§ **Source text**:
Navigating an AlignedTextGrid

This documentation covers reading in the output from the Montreal Forced Aligner using the Word and Phone classes from aligned_textgrid, but everything will generalize to custom classes.

from aligned_textgrid import AlignedTextGrid
from aligned_textgrid import Word, Phone

Reading in a TextGrid

To read in a one-speaker TextGrid, either give AlignedTextGrid() the path to the file, or a textgrid that has already been read in with praatio.textgrid.openTextgrid().

You also need to specify the sequence classes of each tier in the order they appear. For MFA output, the top tier is Word and the bottom tier is Phone, but if these were reversed, you would have to pass [Phone, Word] to entry_classes. The information about which class is the superset and which is the subset is encoded in the class information, and is automatically handled.

one_speaker = AlignedTextGrid(
    textgrid_path = "../resources/josef-fruehwald_speaker.TextGrid", 
    entry_classes = [Word, Phone]
)

With a two or more speaker TextGrid, you can either pass entry_classes a single list of interval classes to re-use with each speaker (for example [Word, Phone]), or an explicit list of nested classes (for example, [[Word, Phone], [Word, Phone]]).

two_speaker = AlignedTextGrid(
    textgrid_path = "../resources/KY25A_1.TextGrid",
    entry_classes= [Word, Phone]
)

If you have a textgrid a mixture of sequence hierarchies, you have to read it in with then fully nested list of classes.

§ **Information shown**:
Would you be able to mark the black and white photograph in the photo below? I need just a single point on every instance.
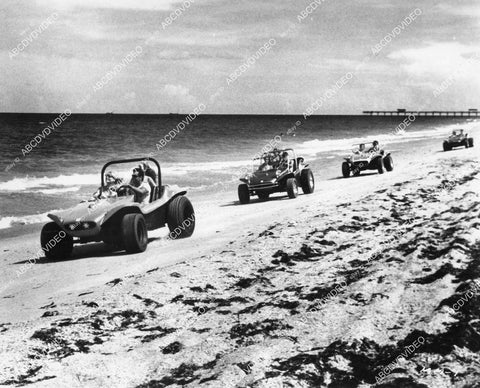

§ **Tasks to perform**:
A) In the AlignedTextGrid documentation, what should be passed to entry_classes for MFA output if the Word and Phone tiers were reversed?
B) List every name imported from aligned_textgrid in the AlignedTextGrid documentation.

§ **Responses**:
A) [Phone, Word]

B) AlignedTextGrid, Word, Phone